# Task item:
Your answer should be a faithful copy of the entire listing.

# Supplied material:
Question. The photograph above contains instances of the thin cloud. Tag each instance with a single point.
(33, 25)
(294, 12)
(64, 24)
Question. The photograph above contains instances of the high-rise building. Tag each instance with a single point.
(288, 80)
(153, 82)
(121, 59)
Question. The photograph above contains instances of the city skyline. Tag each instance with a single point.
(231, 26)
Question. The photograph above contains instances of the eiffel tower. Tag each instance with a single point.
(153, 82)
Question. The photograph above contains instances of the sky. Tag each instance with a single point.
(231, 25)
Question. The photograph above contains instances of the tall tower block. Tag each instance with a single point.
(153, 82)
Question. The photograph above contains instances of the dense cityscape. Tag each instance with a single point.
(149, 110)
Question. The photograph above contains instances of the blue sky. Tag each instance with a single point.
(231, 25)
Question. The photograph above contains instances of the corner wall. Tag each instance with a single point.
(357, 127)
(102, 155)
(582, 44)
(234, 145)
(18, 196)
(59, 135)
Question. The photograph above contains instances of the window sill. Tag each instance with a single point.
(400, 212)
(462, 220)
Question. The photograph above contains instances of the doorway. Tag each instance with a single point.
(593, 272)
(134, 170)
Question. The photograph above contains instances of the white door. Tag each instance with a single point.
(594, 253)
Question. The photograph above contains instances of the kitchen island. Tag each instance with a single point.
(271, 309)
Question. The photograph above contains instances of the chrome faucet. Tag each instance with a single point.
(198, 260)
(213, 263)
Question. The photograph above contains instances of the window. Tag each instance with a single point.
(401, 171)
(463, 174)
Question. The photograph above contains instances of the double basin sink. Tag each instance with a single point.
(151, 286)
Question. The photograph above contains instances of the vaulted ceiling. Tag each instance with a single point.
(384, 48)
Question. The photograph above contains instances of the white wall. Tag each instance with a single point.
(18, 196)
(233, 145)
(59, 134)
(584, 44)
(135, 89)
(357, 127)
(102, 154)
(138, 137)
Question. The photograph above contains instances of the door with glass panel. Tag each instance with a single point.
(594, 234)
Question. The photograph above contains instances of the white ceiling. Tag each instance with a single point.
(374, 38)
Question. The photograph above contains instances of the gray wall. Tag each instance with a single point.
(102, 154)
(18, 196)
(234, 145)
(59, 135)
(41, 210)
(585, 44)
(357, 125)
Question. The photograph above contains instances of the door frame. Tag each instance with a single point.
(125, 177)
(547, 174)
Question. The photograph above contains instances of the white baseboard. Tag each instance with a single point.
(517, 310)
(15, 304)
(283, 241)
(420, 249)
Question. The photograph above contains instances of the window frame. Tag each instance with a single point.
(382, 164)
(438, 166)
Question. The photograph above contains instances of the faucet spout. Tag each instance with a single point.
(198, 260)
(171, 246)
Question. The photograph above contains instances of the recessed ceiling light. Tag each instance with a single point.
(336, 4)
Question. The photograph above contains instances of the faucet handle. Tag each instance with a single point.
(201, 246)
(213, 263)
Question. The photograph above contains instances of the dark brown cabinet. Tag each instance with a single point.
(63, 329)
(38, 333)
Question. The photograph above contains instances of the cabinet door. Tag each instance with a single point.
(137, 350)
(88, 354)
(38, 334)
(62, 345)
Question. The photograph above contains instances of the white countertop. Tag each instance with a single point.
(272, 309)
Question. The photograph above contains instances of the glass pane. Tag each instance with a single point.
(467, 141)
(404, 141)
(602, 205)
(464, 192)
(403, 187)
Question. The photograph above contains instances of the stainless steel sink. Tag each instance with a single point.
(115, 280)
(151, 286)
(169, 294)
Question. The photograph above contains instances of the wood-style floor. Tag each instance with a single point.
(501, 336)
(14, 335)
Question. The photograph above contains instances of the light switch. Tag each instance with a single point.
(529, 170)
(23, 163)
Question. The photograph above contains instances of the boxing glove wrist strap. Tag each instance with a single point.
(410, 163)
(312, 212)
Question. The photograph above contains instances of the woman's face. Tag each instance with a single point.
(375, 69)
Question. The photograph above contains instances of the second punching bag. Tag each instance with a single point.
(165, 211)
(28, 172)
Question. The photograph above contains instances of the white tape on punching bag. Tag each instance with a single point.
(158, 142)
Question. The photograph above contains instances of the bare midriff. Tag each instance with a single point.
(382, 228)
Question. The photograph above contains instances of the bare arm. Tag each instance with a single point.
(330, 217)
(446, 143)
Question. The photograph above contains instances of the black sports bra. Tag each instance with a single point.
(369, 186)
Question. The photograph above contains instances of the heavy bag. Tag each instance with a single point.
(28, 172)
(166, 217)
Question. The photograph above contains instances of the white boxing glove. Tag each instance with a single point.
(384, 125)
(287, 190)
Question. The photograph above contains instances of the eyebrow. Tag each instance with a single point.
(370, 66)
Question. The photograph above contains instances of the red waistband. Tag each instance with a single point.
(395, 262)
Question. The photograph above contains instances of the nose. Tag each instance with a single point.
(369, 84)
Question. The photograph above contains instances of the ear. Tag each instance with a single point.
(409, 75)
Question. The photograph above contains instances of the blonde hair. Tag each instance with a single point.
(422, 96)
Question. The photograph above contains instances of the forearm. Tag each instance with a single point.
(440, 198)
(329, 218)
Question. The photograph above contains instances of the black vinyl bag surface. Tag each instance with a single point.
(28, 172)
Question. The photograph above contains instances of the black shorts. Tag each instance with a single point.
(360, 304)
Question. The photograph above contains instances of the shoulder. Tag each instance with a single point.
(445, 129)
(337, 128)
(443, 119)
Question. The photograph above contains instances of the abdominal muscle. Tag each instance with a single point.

# Task response:
Question. The photograph above contains instances of the thin cloud. Tag each instance with a single point.
(33, 25)
(294, 12)
(64, 24)
Question. The photograph above contains instances of the high-rise building. Tag each instance with a single point.
(288, 80)
(153, 82)
(121, 59)
Question. The photograph above contains instances of the city skyline. Tag each instance with a single point.
(231, 26)
Question. The photograph above contains instances of the eiffel tower. Tag each instance with a single point.
(153, 82)
Question. The photograph above contains instances of the sky. Tag each instance with a single point.
(231, 25)
Question. The photograph above contains instances of the tall tower block. Tag each instance with a single point.
(153, 82)
Question. The photograph above contains instances of the dense cityscape. Tag each instance with a single point.
(149, 110)
Question. The photograph above contains instances of the blue sky. Tag each instance with a single point.
(231, 25)
Question. The photograph above contains instances of the corner wall. Tag each instance with a single point.
(357, 127)
(102, 155)
(582, 44)
(234, 145)
(18, 196)
(59, 135)
Question. The photograph above contains instances of the window sill. Tag each instance with a single point.
(400, 212)
(462, 220)
Question. The photograph above contains instances of the doorway. Tag each instance with a single point.
(593, 272)
(134, 170)
Question. The photograph above contains instances of the white door. Tag each instance with a single point.
(594, 253)
Question. The photograph above contains instances of the kitchen island. Tag each instance with a single point.
(271, 309)
Question. The photograph above contains instances of the chrome faucet. Tag each instance with a single point.
(198, 260)
(213, 263)
Question. The photograph above contains instances of the window. Tag each instance with a single point.
(401, 171)
(463, 174)
Question. The photograph above contains instances of the double basin sink. Tag each instance with a single point.
(151, 286)
Question. The photograph above contains instances of the vaulted ceiling. Tag each instance with a single point.
(384, 48)
Question. The photograph above contains instances of the white wall. Tag each instance with a single point.
(18, 196)
(233, 145)
(59, 134)
(584, 44)
(135, 89)
(357, 127)
(102, 154)
(138, 137)
Question. The photograph above contains instances of the door with glass panel. Tag each instance with a single point.
(594, 234)
Question. The photograph above contains instances of the white ceiling. Tag each instance with a single point.
(374, 38)
Question. The photograph above contains instances of the gray wall. Tag each instance with a single point.
(102, 154)
(18, 196)
(234, 145)
(59, 135)
(41, 210)
(585, 44)
(357, 125)
Question. The photograph above contains instances of the door frame. Tag each instance with a single point.
(125, 177)
(547, 174)
Question. The photograph above contains instances of the white baseboard. Tag each instance with a single point.
(517, 310)
(15, 304)
(283, 241)
(420, 249)
Question. The photograph above contains instances of the window frame. Tag each instance with a single point.
(382, 164)
(438, 166)
Question. The photograph above contains instances of the faucet spout. Tag each instance with a single point.
(198, 260)
(171, 246)
Question. The photograph above contains instances of the recessed ceiling light. Tag each instance with a single point.
(336, 4)
Question. The photograph above contains instances of the faucet handle. Tag each instance with a single point.
(201, 246)
(213, 263)
Question. The photograph above contains instances of the dark brown cabinet. Tag each instance with a single point.
(63, 329)
(38, 333)
Question. The photograph above contains instances of the cabinet door. Tag each instance with a single point.
(137, 350)
(88, 354)
(38, 334)
(62, 345)
Question. The photograph above contains instances of the white countertop. Tag each instance with a single point.
(272, 309)
Question. The photograph above contains instances of the glass pane. Tag each instance with a single point.
(467, 141)
(404, 141)
(602, 205)
(464, 192)
(403, 187)
Question. The photograph above contains instances of the stainless steel sink. Tag each instance with a single point.
(115, 280)
(151, 286)
(169, 294)
Question. The photograph above contains instances of the wood-style floor. Tag each instance with a single point.
(501, 336)
(14, 335)
Question. The photograph above contains instances of the light switch. Tag each instance with a single point.
(529, 170)
(23, 163)
Question. The photograph above contains instances of the boxing glove wrist strap. Tag each instance with a single point.
(410, 163)
(312, 212)
Question. The photograph above contains instances of the woman's face. Tag each instance with a single point.
(375, 69)
Question. The photograph above contains instances of the second punching bag. Tag each instance with a single point.
(165, 211)
(28, 172)
Question. The photograph above contains instances of the white tape on punching bag. Tag each instance with a single point.
(158, 142)
Question. The photograph above contains instances of the bare midriff. Tag each instance with a single point.
(382, 228)
Question. The photograph above contains instances of the bare arm. Tag each instance with a single point.
(330, 217)
(446, 143)
Question. The photograph above contains instances of the black sports bra. Tag each instance with a single point.
(369, 186)
Question. The photograph above contains instances of the heavy bag. Tag each instance with a single point.
(28, 172)
(166, 217)
Question. The photograph above contains instances of the white boxing glove. Tag each instance with a single point.
(384, 125)
(287, 190)
Question. The photograph above contains instances of the eyebrow. Tag each instance with a single point.
(370, 66)
Question. The photograph above contains instances of the red waistband. Tag each instance with a single point.
(395, 262)
Question. The photograph above contains instances of the nose. Tag each instance with a single point.
(369, 84)
Question. The photograph above contains instances of the ear. Tag each instance with a single point.
(409, 75)
Question. The photograph above contains instances of the blonde hair. Tag each instance with a single point.
(422, 96)
Question. The photograph above contains instances of the forearm. Tag each instance with a single point.
(440, 198)
(329, 218)
Question. The photograph above contains instances of the black vinyl bag surface. Tag each instance with a single point.
(28, 172)
Question. The photograph above contains instances of the black shorts. Tag each instance with a single point.
(360, 304)
Question. The photograph above contains instances of the shoulder. Tag each instance with a single point.
(445, 129)
(337, 128)
(443, 119)
Question. The photograph above contains instances of the abdominal muscle. Tag each instance with a single point.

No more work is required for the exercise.